--- EXERCISE PROMPT ---
Return all of the following lines unchanged, word for word and in the same order.

--- RECORDS SHOWN ---
....
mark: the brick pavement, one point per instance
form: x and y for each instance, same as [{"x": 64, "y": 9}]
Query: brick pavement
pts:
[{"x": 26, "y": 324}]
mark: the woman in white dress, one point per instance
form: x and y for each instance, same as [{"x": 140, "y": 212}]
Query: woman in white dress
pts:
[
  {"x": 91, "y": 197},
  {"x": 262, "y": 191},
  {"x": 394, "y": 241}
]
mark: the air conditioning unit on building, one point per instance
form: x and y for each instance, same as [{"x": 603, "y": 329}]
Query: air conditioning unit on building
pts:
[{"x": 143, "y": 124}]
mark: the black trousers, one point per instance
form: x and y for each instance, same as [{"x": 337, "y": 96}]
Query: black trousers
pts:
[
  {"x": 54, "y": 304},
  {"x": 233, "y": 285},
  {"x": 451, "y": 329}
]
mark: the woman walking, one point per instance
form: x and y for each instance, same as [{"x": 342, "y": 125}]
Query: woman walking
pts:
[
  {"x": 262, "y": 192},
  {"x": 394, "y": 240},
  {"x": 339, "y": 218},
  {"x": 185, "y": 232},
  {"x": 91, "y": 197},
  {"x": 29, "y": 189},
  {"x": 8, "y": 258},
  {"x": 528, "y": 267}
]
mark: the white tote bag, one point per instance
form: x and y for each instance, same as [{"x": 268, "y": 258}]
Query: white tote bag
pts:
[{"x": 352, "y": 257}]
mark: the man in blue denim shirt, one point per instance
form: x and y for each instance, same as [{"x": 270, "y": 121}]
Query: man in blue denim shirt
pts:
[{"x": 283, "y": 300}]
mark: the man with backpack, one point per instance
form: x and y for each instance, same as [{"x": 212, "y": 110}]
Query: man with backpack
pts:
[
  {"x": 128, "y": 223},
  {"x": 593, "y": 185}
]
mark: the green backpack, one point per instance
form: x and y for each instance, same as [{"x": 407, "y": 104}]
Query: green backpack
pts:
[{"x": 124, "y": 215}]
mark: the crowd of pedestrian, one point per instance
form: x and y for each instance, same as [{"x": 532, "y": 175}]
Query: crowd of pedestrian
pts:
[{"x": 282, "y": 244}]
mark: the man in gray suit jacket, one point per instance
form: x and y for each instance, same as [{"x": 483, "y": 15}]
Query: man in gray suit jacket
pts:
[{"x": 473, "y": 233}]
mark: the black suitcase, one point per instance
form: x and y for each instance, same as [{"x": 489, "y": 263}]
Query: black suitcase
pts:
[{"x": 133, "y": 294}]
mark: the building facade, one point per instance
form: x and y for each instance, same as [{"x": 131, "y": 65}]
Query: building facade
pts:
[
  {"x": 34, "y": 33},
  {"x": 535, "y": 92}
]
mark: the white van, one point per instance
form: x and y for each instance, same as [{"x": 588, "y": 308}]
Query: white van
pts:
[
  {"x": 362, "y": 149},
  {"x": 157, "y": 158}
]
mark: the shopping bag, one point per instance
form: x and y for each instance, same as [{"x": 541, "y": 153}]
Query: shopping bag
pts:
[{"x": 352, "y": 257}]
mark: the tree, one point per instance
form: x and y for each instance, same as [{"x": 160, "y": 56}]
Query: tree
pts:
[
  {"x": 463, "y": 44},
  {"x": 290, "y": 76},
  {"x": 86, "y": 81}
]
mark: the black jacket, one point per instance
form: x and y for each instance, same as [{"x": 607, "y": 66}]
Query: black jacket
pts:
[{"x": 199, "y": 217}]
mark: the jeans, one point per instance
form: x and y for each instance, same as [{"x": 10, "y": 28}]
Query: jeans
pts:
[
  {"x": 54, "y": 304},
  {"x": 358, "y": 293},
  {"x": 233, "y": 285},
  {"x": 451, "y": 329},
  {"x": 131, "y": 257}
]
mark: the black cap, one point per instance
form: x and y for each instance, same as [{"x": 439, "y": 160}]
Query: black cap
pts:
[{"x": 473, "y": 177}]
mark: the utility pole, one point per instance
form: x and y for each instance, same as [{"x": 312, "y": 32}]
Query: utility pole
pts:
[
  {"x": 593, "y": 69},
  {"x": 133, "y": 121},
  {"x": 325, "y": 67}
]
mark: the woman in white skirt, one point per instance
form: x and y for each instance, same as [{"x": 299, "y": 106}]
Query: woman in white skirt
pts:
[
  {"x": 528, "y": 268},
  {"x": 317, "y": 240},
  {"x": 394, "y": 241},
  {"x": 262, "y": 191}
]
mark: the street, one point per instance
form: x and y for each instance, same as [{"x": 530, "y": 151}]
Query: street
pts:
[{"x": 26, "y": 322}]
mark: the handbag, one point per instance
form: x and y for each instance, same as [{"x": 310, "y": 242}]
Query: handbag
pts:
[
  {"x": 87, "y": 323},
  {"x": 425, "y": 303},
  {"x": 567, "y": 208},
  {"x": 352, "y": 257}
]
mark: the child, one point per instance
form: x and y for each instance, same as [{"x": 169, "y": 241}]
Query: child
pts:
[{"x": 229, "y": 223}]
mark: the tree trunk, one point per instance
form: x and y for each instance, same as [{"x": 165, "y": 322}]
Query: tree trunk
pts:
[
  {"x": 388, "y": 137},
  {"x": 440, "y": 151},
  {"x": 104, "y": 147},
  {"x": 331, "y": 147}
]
....
--- WRITTEN REPLY ---
mark: the brick pavement, one point per instance
form: x and y for each instance, same as [{"x": 64, "y": 9}]
Query: brick pavement
pts:
[{"x": 26, "y": 324}]
mark: the woman in white dress, one point per instance
form: x and y for each instance, same as [{"x": 140, "y": 212}]
Query: woman in white dress
pts:
[
  {"x": 91, "y": 197},
  {"x": 262, "y": 191},
  {"x": 394, "y": 241}
]
mark: the air conditioning unit on building, one point per instance
form: x and y for each instance, same as [{"x": 603, "y": 329}]
Query: air conditioning unit on building
pts:
[{"x": 143, "y": 124}]
mark: the black trousers, one point per instance
form: x and y for each instance, same as [{"x": 337, "y": 96}]
Query: black trousers
pts:
[
  {"x": 54, "y": 304},
  {"x": 233, "y": 285},
  {"x": 451, "y": 329}
]
mark: the woman walking, one point per instance
form: x and y for each instance, same as [{"x": 342, "y": 125}]
Query: woman walking
pts:
[
  {"x": 262, "y": 192},
  {"x": 394, "y": 240},
  {"x": 339, "y": 218},
  {"x": 185, "y": 232},
  {"x": 91, "y": 197},
  {"x": 29, "y": 189},
  {"x": 8, "y": 258},
  {"x": 528, "y": 267}
]
mark: the white tote bag, one point per instance
form: x and y for each instance, same as [{"x": 268, "y": 258}]
Query: white tote bag
pts:
[{"x": 352, "y": 257}]
mark: the man in blue denim shirt, one point per instance
form: x and y for each instance, same as [{"x": 270, "y": 121}]
Query: man in blue denim shirt
pts:
[{"x": 283, "y": 300}]
mark: the man with backpack, one point per instance
form: x and y for each instance, same as [{"x": 212, "y": 110}]
Query: man with backpack
pts:
[
  {"x": 128, "y": 223},
  {"x": 593, "y": 185}
]
mark: the green backpack, one point per instance
form: x and y for each instance, same as [{"x": 407, "y": 104}]
Query: green backpack
pts:
[{"x": 124, "y": 215}]
mark: the crowd of pedestrian, one point per instance
form: x and y for each instance, same as [{"x": 532, "y": 175}]
Query: crowd of pedestrian
pts:
[{"x": 282, "y": 244}]
mark: the man in gray suit jacket, one point per instance
form: x and y for each instance, same as [{"x": 483, "y": 15}]
Query: man in gray suit jacket
pts:
[{"x": 473, "y": 233}]
mark: the black suitcase, one point per instance
form: x and y for each instance, same as [{"x": 489, "y": 263}]
Query: black suitcase
pts:
[{"x": 133, "y": 294}]
mark: the building facade, one point per instance
form: x and y for each instance, same as [{"x": 131, "y": 65}]
Query: building facade
pts:
[
  {"x": 34, "y": 33},
  {"x": 535, "y": 92}
]
mark: the white van, one point per instance
form: x and y for each instance, same as [{"x": 588, "y": 308}]
Query: white van
pts:
[
  {"x": 362, "y": 149},
  {"x": 157, "y": 158}
]
mark: the shopping bag, one point per instance
form: x and y for each instance, same as [{"x": 541, "y": 153}]
Query: shopping bag
pts:
[{"x": 352, "y": 257}]
mark: the tree, one point per instance
form: x and y for each instance, same as [{"x": 160, "y": 56}]
Query: tree
pts:
[
  {"x": 463, "y": 44},
  {"x": 290, "y": 76},
  {"x": 86, "y": 81}
]
mark: the black jacket, one point per instance
form: x and y for each instance, same as [{"x": 607, "y": 66}]
Query: black jacket
pts:
[{"x": 199, "y": 217}]
mark: the jeans, one point per instance
form: x and y for each instance, same as [{"x": 10, "y": 28}]
Query: jeans
pts:
[
  {"x": 54, "y": 304},
  {"x": 358, "y": 293},
  {"x": 233, "y": 285},
  {"x": 451, "y": 329},
  {"x": 131, "y": 257}
]
mark: the black cap, one point per instance
form: x and y for each instance, same as [{"x": 439, "y": 160}]
Query: black cap
pts:
[{"x": 473, "y": 177}]
mark: the utility pole, one point per instance
form: x and y for each instance, same as [{"x": 312, "y": 32}]
Query: utility pole
pts:
[
  {"x": 593, "y": 69},
  {"x": 133, "y": 121},
  {"x": 325, "y": 67}
]
mark: the woman in white skirt, one point per instance
form: x and y for each instance, same as [{"x": 299, "y": 106}]
Query: woman in white skirt
pts:
[
  {"x": 528, "y": 268},
  {"x": 317, "y": 240},
  {"x": 394, "y": 241},
  {"x": 262, "y": 191}
]
mark: the street, one point per instance
form: x and y for each instance, same as [{"x": 530, "y": 151}]
Query: street
pts:
[{"x": 26, "y": 322}]
mark: the handbag, one point per instance
form: x and y for each instance, same as [{"x": 310, "y": 242}]
Query: handbag
pts:
[
  {"x": 87, "y": 323},
  {"x": 425, "y": 303},
  {"x": 567, "y": 208},
  {"x": 352, "y": 257}
]
mark: the child, one point per instance
form: x and y for each instance, same as [{"x": 169, "y": 241}]
Query: child
pts:
[{"x": 229, "y": 223}]
mark: the tree trunk, one point per instance
form: x and y for each instance, same as [{"x": 165, "y": 322}]
Query: tree trunk
pts:
[
  {"x": 388, "y": 137},
  {"x": 440, "y": 151},
  {"x": 104, "y": 147},
  {"x": 331, "y": 147}
]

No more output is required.